- SOURCE TEXT:
Earnings Roundup: KREMI Rebounds, ONE and AMG Faces Headwinds Published: 17 July 2026

  • Recent earnings releases on the Jamaica Stock Exchange (JSE) revealed diverging earnings trajectories. Caribbean Cream Limited (KREMI) returned to profitability on stronger sales and operational efficiencies, One on One Educational Services Limited (ONE) delivered improved year-to-date margins; however, AMG Packaging & Paper Company Limited (AMG) faced production-related headwinds that weighed heavily on earnings.
  • KREMI’s net profits rebounded in its first quarter ended May 31, 2026. It reported net profits (NP) of J$44.65Mn relative to a net loss of J$13.65Mn in the corresponding prior year period. Revenues increased 10.2% year-over-year (YoY) to J$884.31Mn, supported by improved product availability across its distribution network following last year's disruptions. Consequently, gross profit (GP) climbed 31.3% to J$303.39Mn, with the GP margin expanding to 34.3% from 28.8%, benefiting from both higher sales volumes and lower maintenance costs as improved equipment reliability enhanced operational efficiency.
  • Earnings were also bolstered by relatively stable operating expenses, with KREMI's administrative and selling expenses largely flat at J$220.04Mn (0.06%). Consequently, operating profit (OP) surged more than sixfold to J$84.64Mn from J$11.61Mn in Q1 2025, resulting in the OP margin improving to 9.6% from 1.5%. Management also highlighted stronger liquidity, with cash balances rising 75% since year-end, aided by a temporary loan repayment moratorium granted following Hurricane Melissa.

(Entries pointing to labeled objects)
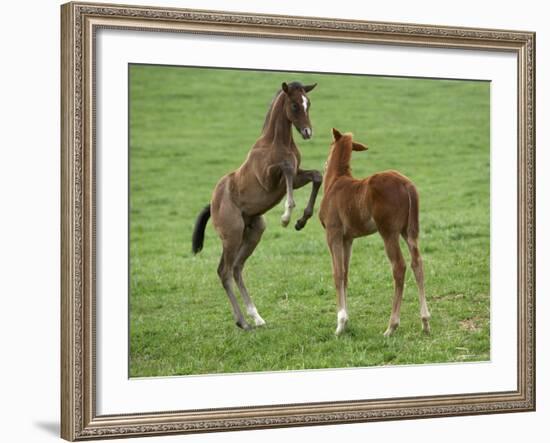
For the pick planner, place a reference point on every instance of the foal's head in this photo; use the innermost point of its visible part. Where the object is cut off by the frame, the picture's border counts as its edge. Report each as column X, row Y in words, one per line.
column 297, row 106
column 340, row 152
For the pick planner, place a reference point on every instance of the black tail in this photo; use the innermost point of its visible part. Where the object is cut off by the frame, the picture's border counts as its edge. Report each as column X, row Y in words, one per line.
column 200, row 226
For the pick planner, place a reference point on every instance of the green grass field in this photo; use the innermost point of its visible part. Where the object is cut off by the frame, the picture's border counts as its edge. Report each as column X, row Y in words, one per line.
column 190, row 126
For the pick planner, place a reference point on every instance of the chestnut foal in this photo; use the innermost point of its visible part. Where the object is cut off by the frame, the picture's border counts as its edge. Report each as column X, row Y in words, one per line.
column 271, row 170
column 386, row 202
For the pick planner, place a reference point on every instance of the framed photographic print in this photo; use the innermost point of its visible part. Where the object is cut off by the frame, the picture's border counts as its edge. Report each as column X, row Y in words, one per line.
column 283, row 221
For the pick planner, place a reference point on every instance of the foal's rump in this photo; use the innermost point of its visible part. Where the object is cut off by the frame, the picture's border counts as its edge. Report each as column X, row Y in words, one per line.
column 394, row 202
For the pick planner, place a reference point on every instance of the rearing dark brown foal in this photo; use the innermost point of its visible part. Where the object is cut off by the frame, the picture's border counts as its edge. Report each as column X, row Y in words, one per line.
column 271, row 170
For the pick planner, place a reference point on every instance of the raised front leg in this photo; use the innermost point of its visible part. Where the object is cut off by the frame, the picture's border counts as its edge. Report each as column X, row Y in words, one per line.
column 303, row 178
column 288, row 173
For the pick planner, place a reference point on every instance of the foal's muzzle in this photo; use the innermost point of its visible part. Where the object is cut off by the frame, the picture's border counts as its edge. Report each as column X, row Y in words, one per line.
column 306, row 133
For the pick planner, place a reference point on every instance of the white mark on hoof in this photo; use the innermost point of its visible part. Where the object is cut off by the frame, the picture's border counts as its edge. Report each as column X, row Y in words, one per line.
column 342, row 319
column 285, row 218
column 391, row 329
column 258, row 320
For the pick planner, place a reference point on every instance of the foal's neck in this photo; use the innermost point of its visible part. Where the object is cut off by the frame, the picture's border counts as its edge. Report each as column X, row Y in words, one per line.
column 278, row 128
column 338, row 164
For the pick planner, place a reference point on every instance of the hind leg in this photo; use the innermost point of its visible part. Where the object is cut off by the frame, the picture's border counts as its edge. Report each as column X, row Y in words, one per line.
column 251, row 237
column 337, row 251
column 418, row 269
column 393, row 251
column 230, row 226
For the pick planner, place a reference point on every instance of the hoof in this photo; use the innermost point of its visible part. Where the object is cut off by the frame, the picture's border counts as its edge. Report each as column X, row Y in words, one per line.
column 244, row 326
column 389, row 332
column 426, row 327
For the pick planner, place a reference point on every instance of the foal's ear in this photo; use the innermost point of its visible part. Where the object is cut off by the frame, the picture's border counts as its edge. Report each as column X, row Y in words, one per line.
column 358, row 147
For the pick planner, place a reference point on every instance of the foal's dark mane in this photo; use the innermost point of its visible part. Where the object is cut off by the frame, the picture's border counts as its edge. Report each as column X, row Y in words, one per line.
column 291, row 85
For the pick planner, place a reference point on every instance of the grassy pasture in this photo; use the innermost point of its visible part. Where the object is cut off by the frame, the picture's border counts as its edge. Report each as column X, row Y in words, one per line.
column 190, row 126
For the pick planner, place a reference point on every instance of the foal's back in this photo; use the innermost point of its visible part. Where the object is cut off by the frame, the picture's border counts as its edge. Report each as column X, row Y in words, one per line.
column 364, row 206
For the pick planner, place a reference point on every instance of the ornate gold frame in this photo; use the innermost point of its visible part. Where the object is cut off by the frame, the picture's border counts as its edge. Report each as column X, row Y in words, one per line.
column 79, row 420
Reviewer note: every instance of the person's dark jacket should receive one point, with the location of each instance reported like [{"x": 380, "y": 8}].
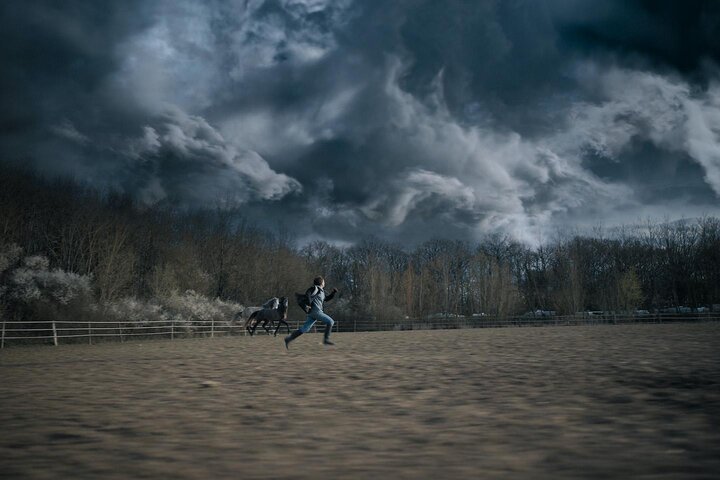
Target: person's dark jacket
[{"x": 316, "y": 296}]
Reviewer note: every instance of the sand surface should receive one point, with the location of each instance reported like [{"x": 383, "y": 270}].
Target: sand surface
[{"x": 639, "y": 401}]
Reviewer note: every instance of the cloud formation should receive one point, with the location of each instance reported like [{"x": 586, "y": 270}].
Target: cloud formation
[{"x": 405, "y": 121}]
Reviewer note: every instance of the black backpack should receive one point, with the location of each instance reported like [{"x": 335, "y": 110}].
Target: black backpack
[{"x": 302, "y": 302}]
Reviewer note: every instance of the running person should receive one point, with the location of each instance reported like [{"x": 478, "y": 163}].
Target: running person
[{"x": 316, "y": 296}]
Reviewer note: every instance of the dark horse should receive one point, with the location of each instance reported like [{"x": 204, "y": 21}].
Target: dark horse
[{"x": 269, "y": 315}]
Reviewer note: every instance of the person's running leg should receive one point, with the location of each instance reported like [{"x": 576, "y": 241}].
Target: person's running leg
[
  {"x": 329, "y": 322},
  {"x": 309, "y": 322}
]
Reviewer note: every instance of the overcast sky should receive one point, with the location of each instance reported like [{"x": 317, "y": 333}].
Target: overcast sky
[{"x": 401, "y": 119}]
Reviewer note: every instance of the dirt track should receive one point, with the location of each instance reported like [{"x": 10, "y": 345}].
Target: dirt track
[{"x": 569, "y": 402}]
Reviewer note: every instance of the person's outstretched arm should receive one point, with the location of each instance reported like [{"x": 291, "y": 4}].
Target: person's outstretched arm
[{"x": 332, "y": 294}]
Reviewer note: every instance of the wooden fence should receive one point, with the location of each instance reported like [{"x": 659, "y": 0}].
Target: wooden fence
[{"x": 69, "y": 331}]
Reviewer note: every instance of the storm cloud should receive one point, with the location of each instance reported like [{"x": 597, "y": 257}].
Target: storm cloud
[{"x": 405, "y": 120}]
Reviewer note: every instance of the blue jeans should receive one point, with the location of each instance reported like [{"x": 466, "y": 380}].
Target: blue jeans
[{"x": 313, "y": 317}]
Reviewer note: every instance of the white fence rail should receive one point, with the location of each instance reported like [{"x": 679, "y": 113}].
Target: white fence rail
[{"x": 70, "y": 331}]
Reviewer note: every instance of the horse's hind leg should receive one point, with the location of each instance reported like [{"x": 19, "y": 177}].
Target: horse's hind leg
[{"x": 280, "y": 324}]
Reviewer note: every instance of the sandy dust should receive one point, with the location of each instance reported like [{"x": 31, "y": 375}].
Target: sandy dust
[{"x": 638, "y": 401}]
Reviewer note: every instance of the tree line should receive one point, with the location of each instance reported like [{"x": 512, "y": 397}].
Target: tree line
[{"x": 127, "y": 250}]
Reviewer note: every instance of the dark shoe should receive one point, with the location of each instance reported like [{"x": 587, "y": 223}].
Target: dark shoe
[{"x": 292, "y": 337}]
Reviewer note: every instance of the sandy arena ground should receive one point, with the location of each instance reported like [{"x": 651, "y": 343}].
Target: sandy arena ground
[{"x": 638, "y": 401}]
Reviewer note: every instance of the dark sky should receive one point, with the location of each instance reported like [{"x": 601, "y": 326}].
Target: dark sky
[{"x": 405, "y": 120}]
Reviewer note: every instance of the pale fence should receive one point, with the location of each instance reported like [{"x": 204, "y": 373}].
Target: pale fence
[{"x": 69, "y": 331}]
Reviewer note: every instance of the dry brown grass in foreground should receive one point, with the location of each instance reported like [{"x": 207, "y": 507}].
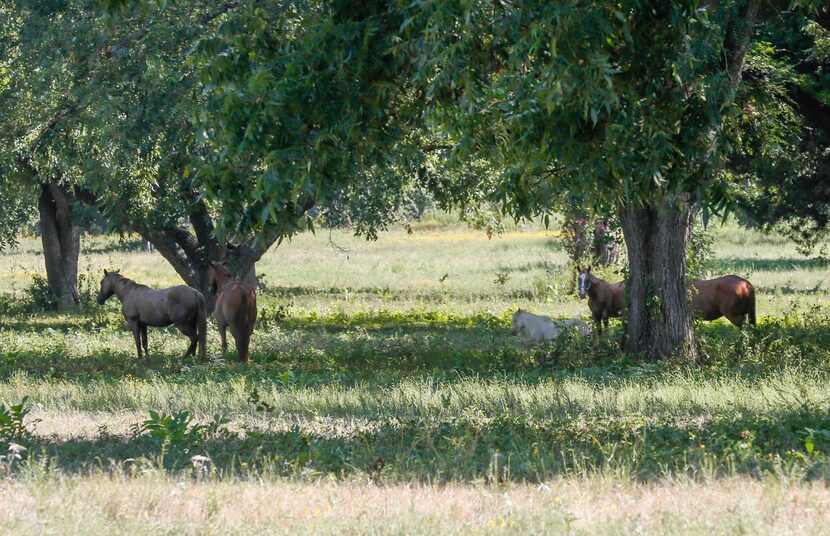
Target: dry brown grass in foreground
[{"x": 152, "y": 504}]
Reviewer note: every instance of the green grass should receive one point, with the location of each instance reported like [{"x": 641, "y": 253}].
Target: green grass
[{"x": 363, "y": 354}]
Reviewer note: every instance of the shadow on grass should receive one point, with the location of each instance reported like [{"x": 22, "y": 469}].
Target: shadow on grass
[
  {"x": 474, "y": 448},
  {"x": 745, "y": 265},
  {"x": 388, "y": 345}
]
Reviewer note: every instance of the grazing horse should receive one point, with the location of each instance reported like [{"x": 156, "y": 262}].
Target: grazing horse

- WHAT YOU NEED TO DO:
(1) List every company that the earnings roundup names, together with the ticker symbol given for it.
(2) Write the next part of the earnings roundup, picking up after its final sentence about the loan repayment moratorium.

- FINAL RESULTS:
(1)
- Caribbean Cream Limited (KREMI)
- One on One Educational Services Limited (ONE)
- AMG Packaging & Paper Company Limited (AMG)

(2)
  • In contrast, ONE reported a softer Q3, with NP declining 37.4% YoY to J$22.97Mn as revenues fell 4.8% to J$95.75Mn. A provisional inventory write-down increased direct costs by 33.7%, compressing the GP margin to 71.9% from 79.9%. Consequently, OP declined 28.3% to J$29.18Mn, with the OP margin narrowing to 30.5% from 40.5%. NP margin also fell to 23.9% from 36.5%.
  • Despite the quarterly setback, the company's nine-month performance remained resilient. Net profit increased 16.4% to J$64.13Mn despite revenues slipping 3.6%, reflecting disciplined cost management with direct costs declining 21.5%. Furthermore, for Q3, management continued investing in proprietary adaptive assessment technology, artificial intelligence, platform consolidation and product development while refining its subscription model for One Academy ahead of the new academic year.
  • For its part, AMG experienced a challenging Q3 as production disruptions associated with corrugator1 commissioning issues and the lingering effects of Hurricane Melissa constrained output. Q3 revenues declined 11.0% YoY to J$233.88Mn, while GP fell 25.1% to J$72.10Mn with GP margin contracting to 30.8% from 36.6%. Although total manufacturing costs declined 2.9% during the quarter, the reduction was insufficient to offset weaker sales volumes. Higher operating expenses (+11.5%) further eroded profitability, resulting in NP declining 57.5%. Consequently, the NP margin declined to 9.1% from 18.9%.
  • Over the nine months, AMG’s performance was also depressed as production constraints limited revenue generation. Net profit has declined 67.6% YoY to J$36.23Mn and net profit margin contracted to 5.6% from 14.6%. That said, the company remains focused on factory expansion and relocation initiatives, which are expected to alleviate current production constraints, improve capacity utilisation and support a recovery in earnings performance.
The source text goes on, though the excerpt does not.